▶ What is expected
Write out the records below once more, exactly as they stand.

Point labeling examples:
--- begin ---
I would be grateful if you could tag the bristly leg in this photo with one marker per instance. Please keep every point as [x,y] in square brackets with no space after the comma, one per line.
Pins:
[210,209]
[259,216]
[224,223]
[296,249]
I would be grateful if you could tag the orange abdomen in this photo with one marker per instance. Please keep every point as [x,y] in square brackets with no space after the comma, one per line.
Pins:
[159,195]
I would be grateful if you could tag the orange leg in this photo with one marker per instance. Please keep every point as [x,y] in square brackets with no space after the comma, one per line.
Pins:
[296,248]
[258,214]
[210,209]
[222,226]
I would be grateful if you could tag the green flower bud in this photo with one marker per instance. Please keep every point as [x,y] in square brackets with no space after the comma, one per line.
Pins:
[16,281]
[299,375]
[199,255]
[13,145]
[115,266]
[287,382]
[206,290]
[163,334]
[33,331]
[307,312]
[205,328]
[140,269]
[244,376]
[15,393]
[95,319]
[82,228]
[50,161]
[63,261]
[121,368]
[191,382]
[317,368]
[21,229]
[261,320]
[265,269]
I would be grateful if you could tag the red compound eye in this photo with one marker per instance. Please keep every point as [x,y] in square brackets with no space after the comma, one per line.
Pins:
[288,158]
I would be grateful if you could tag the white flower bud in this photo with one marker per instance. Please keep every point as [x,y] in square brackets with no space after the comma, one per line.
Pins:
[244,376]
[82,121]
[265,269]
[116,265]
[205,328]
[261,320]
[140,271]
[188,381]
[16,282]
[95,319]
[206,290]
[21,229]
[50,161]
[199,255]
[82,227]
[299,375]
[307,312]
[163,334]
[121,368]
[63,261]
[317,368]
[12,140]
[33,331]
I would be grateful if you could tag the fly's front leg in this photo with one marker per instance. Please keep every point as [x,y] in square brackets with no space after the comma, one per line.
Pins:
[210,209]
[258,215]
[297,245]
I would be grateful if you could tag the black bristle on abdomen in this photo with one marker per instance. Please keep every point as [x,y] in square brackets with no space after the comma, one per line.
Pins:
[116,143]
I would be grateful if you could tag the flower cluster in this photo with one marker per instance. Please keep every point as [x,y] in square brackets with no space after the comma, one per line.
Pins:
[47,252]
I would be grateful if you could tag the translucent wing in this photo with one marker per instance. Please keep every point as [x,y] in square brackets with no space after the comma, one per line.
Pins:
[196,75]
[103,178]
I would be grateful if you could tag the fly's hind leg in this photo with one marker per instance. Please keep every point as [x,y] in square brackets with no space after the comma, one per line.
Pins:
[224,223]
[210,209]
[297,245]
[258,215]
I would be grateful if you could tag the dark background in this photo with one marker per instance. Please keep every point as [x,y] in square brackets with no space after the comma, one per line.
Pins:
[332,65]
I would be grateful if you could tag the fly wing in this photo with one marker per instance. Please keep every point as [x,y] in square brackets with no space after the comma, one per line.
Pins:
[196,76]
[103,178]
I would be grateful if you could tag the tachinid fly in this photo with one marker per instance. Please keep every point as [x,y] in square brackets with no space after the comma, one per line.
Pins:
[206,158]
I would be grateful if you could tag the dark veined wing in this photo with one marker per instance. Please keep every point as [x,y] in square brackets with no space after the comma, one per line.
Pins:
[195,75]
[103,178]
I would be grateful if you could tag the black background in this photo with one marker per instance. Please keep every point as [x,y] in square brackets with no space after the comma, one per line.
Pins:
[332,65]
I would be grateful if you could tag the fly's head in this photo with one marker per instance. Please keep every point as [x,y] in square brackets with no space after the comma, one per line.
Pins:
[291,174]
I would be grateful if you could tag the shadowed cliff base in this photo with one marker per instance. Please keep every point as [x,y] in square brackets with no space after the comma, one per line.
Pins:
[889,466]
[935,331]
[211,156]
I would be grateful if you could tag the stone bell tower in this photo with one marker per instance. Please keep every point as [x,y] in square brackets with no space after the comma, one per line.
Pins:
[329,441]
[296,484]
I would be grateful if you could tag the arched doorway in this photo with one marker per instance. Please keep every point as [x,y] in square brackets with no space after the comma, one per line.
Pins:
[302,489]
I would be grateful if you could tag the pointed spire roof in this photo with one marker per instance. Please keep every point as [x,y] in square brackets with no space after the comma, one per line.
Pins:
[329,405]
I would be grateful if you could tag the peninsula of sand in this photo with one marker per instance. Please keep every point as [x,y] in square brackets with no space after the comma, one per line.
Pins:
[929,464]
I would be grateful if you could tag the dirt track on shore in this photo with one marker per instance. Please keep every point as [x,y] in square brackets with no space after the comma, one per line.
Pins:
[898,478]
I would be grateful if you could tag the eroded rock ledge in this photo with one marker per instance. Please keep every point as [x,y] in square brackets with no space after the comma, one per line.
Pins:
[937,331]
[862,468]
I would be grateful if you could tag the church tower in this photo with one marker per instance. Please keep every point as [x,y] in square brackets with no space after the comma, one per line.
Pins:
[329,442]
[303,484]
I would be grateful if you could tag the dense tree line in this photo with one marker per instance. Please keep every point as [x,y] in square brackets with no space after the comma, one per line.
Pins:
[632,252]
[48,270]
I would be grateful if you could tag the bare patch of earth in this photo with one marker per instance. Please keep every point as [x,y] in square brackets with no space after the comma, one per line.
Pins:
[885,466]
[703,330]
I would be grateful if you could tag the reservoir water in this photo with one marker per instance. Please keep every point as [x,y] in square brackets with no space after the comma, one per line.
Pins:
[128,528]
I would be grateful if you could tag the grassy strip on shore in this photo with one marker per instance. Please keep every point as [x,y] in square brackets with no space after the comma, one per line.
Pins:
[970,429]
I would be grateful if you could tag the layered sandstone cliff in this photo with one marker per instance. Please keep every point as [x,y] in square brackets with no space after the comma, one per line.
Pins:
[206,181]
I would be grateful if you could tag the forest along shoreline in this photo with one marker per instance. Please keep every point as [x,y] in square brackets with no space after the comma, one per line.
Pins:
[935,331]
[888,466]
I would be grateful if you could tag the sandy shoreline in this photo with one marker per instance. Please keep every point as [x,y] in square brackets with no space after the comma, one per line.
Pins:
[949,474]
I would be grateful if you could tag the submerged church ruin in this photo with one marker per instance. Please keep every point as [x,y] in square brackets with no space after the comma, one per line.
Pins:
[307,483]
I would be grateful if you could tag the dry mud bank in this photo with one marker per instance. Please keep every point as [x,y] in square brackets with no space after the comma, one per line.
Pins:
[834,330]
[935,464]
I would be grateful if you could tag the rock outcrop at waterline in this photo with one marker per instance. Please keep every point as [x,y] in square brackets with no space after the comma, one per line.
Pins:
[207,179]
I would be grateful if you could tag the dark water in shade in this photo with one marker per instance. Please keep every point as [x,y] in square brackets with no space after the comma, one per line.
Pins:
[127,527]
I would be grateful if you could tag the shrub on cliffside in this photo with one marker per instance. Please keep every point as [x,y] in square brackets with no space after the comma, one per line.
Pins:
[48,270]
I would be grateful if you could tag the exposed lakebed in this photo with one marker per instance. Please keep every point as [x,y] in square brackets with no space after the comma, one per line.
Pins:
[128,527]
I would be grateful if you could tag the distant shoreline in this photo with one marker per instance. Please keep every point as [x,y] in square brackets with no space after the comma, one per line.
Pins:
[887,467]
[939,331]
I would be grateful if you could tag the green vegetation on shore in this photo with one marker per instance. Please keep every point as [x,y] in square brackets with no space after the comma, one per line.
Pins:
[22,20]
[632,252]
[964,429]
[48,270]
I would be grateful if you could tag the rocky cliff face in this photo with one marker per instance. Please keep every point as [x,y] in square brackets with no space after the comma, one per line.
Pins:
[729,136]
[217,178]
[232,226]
--- end ---
▶ Result of the task
I would be grateful if you could tag the bristly leg in this photo with one marker per instance. Please keep every point as [x,y] in square brackets with no space after the comma, one per line.
Pins:
[210,209]
[259,216]
[224,223]
[296,249]
I would be grateful if you could tag the orange abdomen in this photo with one marker per instance. Please keep every point as [x,y] in square brackets with no space after the comma, one per line.
Pins:
[159,195]
I would be grateful if you could tag the orange leg in this photo with one marker per instance. Please keep every point as [x,y] in square brackets with no space after the comma, one per line.
Pins:
[296,248]
[258,214]
[210,209]
[222,226]
I would be grateful if you could tag the green flower bud in this photo with one marker per instance. Please keep every point as [x,y] in square brackets with no space after the comma, one per line.
Pins:
[16,281]
[299,375]
[199,255]
[13,145]
[115,266]
[287,382]
[206,290]
[163,334]
[33,331]
[307,312]
[205,328]
[140,269]
[244,376]
[15,393]
[95,319]
[82,228]
[50,161]
[63,261]
[121,368]
[191,382]
[317,368]
[21,229]
[261,320]
[265,269]
I would be grateful if you could tag the red compound eye in this photo with one marker per instance. Please keep every point as [x,y] in square brackets with no space after the comma, one per line.
Pins:
[288,158]
I would be grateful if you could tag the white flower bud in this photo with one marker per instance. Please keep every point as [x,y] in square brackets with no space after the comma, one per line.
Pins:
[244,376]
[82,121]
[265,269]
[116,265]
[205,328]
[261,320]
[140,271]
[188,381]
[16,282]
[95,319]
[206,290]
[21,229]
[50,161]
[199,255]
[82,227]
[299,375]
[307,312]
[163,334]
[121,368]
[63,261]
[317,368]
[12,140]
[33,331]
I would be grateful if you could tag the fly's front leg in this photo with one marker per instance. Please keep every point as [x,y] in square brackets with no space after the comma, one per line.
Pins:
[210,209]
[258,215]
[297,245]
I would be grateful if you could tag the black bristle on abdomen in this photo with one marker per instance. Please keep every point as [x,y] in square brackets with no space after the comma, one per line.
Pins:
[116,143]
I would be grateful if you could tag the flower cluster in this photo with one marker per instance. Please keep every point as [x,y] in square brackets with no space after the comma, one per line.
Pins:
[47,252]
I would be grateful if you could tag the translucent wing in this photo with one marker per instance. Please keep every point as [x,y] in square brackets with no space after the comma, one per line.
Pins:
[196,75]
[103,178]
I would be grateful if you could tag the fly's hind leg in this photo with one marker per instance. Please keep every point as [x,y] in square brackets with no space after the comma, one per line.
Pins:
[224,223]
[210,209]
[297,245]
[258,215]
I would be grateful if you could tag the dark background in this photo with one marker per instance. Please keep every point as [x,y] in square brackets with no space after the comma, one per line.
Pins:
[332,65]
I would be grateful if you could tag the fly wing in this photo with one marker per instance. Please keep every point as [x,y] in square brackets with no space after the comma, one per line.
Pins:
[196,76]
[103,178]
I would be grateful if you could tag the tachinid fly in this photo with one marker per instance. Please keep every point as [x,y] in square brackets with no space after the comma, one per line.
Pins:
[206,158]
I would be grateful if you could tag the dark veined wing in this photo with one marker per instance. Please keep every point as [x,y] in square brackets with no space after the comma, one per line.
Pins:
[195,75]
[103,178]
I would be grateful if you could tag the black background in this photo with one marker per instance. Please keep every point as [x,y] in square brackets with no space after the comma, one per line.
Pins:
[332,65]
I would be grateful if you could tag the fly's head in this photo with one marker per instance. Please keep every point as [x,y] in square brackets with no space after the comma, one per line.
Pins:
[291,174]
I would be grateful if you could tag the shadowed cliff base in this photo with one marker per instance. Please keep every point as [x,y] in square brackets with no space after the comma, one per line.
Pins:
[889,466]
[935,331]
[211,156]
I would be grateful if you could tag the stone bell tower in this photo with one marker per instance. Please keep every point as [x,y] in square brackets with no space after the comma, one per line.
Pins:
[329,441]
[296,484]
I would be grateful if you could tag the arched doorway in this photo with one marker per instance. Please keep every point as [x,y] in square brackets with no space after the comma, one per line.
Pins:
[302,489]
I would be grateful if you could tag the pointed spire roof in this photo with one marker per instance. Please keep every point as [x,y] in square brackets with no space after the comma, one per line.
Pins:
[329,405]
I would be grateful if you could tag the peninsula of sand in this photo with one marker per instance. Please keep every point as [x,y] in square brackets with no space after the comma, one per line.
Pins:
[929,464]
I would be grateful if you could tag the dirt track on shore in this photo with one marker per instance. Please keep every point as [x,y] in square brackets with no space after the comma, one per line.
Pins:
[898,478]
I would be grateful if you could tag the eroded rock ledge in this photo with one marker per instance. Please keep every point as [x,y] in square brackets with no space after the comma, one per line.
Pins:
[937,331]
[862,468]
I would be grateful if you could tag the church tower in this photo with one marker per instance. Please keep every point as [x,y] in square brackets with no space after the comma, one per line.
Pins:
[329,442]
[303,484]
I would be grateful if you could tag the dense tree line in this photo with one marker per instance. Please keep every point as [x,y] in square brackets with no space after the comma, one per line.
Pins:
[632,252]
[48,270]
I would be grateful if you could tag the bare patch of earth in this photo with one marker per instance. Please keep every point as [x,y] in square brackets with no space after the comma, one per line.
Pins:
[885,466]
[703,330]
I would be grateful if you could tag the reservoir water in this photo with one marker per instance. Please keep every point as [x,y] in square brackets with no space after the comma, one per line.
Pins:
[128,528]
I would be grateful if you could tag the grassy strip on shore in this photo with one marker per instance. Please keep every point as [x,y] in square brackets with no space after the comma, one per line.
Pins:
[970,429]
I would be grateful if you could tag the layered sandstone cliff in this photo with one marker per instance. Please keep every point as [x,y] in square brackets with no space after the comma, one per line.
Pins:
[206,181]
I would be grateful if you could tag the forest along shoreline in this photo with one marker per instance. Please keep every point as [x,y] in square brackets with no space after the comma, one per line.
Pins:
[935,331]
[888,466]
I would be grateful if you could tag the sandy shoreline in this photo with one marker per instance. Please keep every point as [x,y] in square brackets with no space after the comma, one per line.
Pins:
[949,474]
I would be grateful if you could tag the submerged church ruin in this photo with one marker per instance. Please keep every point as [x,y] in square brackets with no space after the comma, one per line.
Pins:
[307,483]
I would be grateful if you could tag the dry mud bank in this photo with one marker per instance. Please keep every point as [x,y] in square brackets with no space after the comma, one per line.
Pins:
[834,330]
[935,464]
I would be grateful if you could tag the rock outcrop at waterline in this photo with one marker per instance. Please keep every point as [x,y] in square brackets with no space after the comma, one per line.
Pins:
[207,179]
I would be grateful if you could tag the dark water in shade in this photo with one marker per instance. Please keep every point as [x,y] in square brackets with no space after the comma, one per line.
Pins:
[127,527]
I would be grateful if you could tag the shrub on cliffside in this photo with one marker per instance. Please keep every point as [x,y] in square brackets with no space after the comma, one per line.
Pins:
[48,270]
I would be grateful if you could tag the exposed lakebed in this photo with one marker per instance. Please keep every point as [x,y] in square brackets with no space after the comma, one per line.
Pins:
[128,527]
I would be grateful if you could tag the distant shoreline in this photo with one marker per instance. Please keep every point as [x,y] in square brackets with no space after the comma, one per line.
Pins:
[887,467]
[939,331]
I would be grateful if you could tag the green vegetation on shore in this photo with one marker per instance. Please keep every point as [x,y] in square brackets with no space after the comma, one per line.
Pins:
[22,20]
[632,252]
[964,429]
[48,270]
I would be grateful if you could tag the rocky cliff face in this photo with one marker per instance. Please keep every point as [x,y] in square brackets with no space after the comma, one per line.
Pins:
[729,136]
[217,178]
[232,226]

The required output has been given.